Passage provided ::
=======
Sunday, January 01, 2006

Questioning the Sages

8 I believe with perfect faith that the entire Torah which we now possess is the same that was given to Moses our teacher, peace be to him.

Ani Ma’amin, 8


    “Tell me, Malter, do you believe the written Torah is from heaven?” He was asking me if I believed the Pentateuch had been revealed by God to Moses at Sinai.
    I hesitated a moment. Then I said, “Yes.”
    He had noticed my hesitation. I saw by the sudden stiffening of his shoulders that he had noticed it. “You believe that every word in the Torah was revealed by God blessed by He to Moses at Sinai?
    “I believe the Torah was revealed,” I said carefully. My own understanding of the revelation was based on enough sources within the tradition for me to be able to answer that question affirmatively even though I knew mine could not be the same kind of understanding as Rav Kalman’s.
    “Do you believe the oral Torah was also given to Moses at Sinai?” He was asking me whether I believed the various discussions of the Talmud had also been revealed by God to Moses at Sinai. He was putting me through a theological loyalty test.
    “No,” I said.
    “No? Then what is the Gemora?”
    "It was created by great men who based their traditions and arguments on the Chumash.” “Chumash” is the Hebrew word for the Pentateuch
    “You believe this?”
    “Yes.”
    “That is why you use this method [emending the text]?”
    “Yes.”
-The Promise, by Chaim Potok


~

I think that many of the disputes, the arguments and anger between people, specifically in a school like Templars, result from the fact that we do not understand ourselves what is permissible and what is unpermissable, what is logical and what is wrong, what exists in the realm of reason and what goes beyond it into heresy.

And then, even once we have reached the realm of heresy, the type of heresy that is simply a kind of questing after the truth versus the type of heresy that is deliberate, angry and violent, a spitting upon tradition and upon the beliefs of others.

I believe the Written Torah came from God, and hence from Heaven.

What, though, is the Oral Torah?

Is the Oral Torah everything that is outside our literal comprehension? Is it Rashi, the Rabbis, the Gemarah? What are the principles of the Oral Torah in which I must believe, as opposed to those which I may question?

We know that the Tzidokim, or the Sadducees, did not believe in the Oral Torah. Many of us know the stories of how they displayed their tzitzis upon the wall to fulfill the verse “and you shall see them” (Numbers 15:39). We have heard of how they sat in darkness on the Sabbath, lest they kindle a fire, even from an existing flame.

The Oral Law seems to be the work of mortal men, of people basing their ideas off of the literal Torah. This means the Rabbis may have erred, because their ideas are only as good as the manuscripts they had at their disposal. It is very logical to assume that in certain places one may emend the text. One sees this with the Vilna Gaon, the question arises- when can this method be applied and when can it not be?
=======
Dataset content ::
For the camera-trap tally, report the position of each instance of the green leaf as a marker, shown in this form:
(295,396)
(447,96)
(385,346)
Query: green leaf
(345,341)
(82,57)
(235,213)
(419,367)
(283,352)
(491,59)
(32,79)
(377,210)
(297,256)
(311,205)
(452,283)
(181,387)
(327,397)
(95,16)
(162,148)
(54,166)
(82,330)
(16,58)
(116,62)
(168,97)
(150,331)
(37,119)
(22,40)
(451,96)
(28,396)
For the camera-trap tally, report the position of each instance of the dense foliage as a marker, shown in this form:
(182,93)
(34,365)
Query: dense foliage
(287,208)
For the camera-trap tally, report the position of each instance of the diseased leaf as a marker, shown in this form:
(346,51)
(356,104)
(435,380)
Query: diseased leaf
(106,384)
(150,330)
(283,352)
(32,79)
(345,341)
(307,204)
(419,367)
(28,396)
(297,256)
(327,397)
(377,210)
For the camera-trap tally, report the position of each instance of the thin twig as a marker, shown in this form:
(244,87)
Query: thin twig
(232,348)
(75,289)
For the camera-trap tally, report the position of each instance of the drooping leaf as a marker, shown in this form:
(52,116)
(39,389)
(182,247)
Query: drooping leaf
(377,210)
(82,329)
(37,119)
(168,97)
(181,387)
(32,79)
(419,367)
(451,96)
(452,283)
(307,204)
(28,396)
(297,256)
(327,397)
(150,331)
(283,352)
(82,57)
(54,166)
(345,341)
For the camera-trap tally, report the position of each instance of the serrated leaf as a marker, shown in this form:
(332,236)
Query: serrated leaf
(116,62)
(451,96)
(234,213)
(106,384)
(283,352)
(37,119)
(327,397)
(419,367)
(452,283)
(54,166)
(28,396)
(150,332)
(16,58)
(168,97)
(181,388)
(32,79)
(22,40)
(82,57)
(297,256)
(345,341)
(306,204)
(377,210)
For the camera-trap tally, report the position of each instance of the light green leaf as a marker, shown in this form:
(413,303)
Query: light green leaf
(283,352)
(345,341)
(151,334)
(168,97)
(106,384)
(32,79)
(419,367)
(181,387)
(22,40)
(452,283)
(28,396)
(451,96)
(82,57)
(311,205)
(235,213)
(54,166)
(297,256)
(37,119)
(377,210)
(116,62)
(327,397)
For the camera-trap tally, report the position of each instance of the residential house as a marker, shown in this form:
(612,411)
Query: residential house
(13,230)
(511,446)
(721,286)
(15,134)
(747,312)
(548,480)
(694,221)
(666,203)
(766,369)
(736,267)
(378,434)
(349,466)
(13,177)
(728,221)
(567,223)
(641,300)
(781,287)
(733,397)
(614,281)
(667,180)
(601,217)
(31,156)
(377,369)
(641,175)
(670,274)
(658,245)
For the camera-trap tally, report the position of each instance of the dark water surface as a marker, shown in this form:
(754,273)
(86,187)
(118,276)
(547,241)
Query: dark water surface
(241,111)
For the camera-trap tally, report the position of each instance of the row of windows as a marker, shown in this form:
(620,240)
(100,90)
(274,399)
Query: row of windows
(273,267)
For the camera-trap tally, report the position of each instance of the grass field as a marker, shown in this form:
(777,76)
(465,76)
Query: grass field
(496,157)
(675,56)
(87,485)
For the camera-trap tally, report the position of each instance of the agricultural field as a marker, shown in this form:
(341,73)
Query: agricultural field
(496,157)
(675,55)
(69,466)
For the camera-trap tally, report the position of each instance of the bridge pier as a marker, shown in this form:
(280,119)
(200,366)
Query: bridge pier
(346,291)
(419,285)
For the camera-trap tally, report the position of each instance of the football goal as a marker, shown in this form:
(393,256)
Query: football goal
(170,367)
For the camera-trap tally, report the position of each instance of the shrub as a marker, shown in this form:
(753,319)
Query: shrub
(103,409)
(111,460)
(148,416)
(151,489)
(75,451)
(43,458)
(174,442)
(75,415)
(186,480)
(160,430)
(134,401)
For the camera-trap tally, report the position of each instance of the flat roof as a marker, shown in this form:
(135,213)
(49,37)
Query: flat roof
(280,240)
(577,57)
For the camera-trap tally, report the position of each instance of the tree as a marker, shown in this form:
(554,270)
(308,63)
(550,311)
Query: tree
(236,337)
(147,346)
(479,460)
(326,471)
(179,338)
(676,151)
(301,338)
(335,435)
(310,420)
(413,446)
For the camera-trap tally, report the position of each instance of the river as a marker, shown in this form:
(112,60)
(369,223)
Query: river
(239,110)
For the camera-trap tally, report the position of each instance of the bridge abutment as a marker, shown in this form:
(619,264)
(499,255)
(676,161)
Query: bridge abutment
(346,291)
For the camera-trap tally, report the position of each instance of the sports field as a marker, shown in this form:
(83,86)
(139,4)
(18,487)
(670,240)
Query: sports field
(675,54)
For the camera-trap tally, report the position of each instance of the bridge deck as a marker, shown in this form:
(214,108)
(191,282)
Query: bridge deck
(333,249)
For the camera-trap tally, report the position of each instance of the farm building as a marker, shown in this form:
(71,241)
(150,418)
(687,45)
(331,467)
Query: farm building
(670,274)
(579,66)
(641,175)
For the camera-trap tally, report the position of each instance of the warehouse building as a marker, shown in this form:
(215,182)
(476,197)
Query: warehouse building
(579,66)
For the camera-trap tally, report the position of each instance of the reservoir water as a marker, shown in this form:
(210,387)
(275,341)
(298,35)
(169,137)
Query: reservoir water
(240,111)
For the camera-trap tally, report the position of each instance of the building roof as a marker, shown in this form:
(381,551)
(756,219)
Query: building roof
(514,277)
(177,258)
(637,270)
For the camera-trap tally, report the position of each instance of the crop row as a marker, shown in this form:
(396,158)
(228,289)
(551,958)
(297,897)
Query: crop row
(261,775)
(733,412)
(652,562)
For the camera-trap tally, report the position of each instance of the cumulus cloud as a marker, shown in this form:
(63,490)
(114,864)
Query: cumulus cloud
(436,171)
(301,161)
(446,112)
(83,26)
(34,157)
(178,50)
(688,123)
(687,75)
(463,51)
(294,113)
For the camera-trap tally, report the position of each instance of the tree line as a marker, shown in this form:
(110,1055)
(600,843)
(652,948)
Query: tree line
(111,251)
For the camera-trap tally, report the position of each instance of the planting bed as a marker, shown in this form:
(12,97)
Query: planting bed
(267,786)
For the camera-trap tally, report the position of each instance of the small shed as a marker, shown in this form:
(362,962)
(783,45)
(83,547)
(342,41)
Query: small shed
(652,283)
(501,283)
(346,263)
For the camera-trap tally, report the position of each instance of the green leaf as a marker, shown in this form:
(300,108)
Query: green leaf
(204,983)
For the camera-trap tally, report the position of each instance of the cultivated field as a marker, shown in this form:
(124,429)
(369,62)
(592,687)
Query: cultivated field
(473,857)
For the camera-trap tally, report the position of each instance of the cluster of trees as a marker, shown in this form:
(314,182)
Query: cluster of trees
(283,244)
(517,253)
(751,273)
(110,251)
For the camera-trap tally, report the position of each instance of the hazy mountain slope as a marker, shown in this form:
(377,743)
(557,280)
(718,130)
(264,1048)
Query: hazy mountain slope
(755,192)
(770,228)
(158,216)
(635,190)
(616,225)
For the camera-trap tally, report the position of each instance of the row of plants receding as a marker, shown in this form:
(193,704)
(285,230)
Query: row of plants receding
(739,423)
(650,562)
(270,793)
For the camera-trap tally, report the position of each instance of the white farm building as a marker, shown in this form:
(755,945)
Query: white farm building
=======
To be done ::
1. Transcribe the part of the Questioning the Sages post that begins at the words "Is the Oral Torah everything" and ends after the words "an existing flame.".
2. List every individual person named in the Questioning the Sages post.
3. Translate this sentence from the Questioning the Sages post into Spanish: "I believe the Written Torah came from God, and hence from Heaven."
Use only the Questioning the Sages post, not the lines, to respond.

Expected outputs ::
1.
Is the Oral Torah everything that is outside our literal comprehension? Is it Rashi, the Rabbis, the Gemarah? What are the principles of the Oral Torah in which I must believe, as opposed to those which I may question?

We know that the Tzidokim, or the Sadducees, did not believe in the Oral Torah. Many of us know the stories of how they displayed their tzitzis upon the wall to fulfill the verse “and you shall see them” (Numbers 15:39). We have heard of how they sat in darkness on the Sabbath, lest they kindle a fire, even from an existing flame.

2.
Moses
Malter
Rav Kalman
Chaim Potok
Rashi
the Vilna Gaon

3. Creo que la Torá Escrita vino de Dios y, por lo tanto, del Cielo.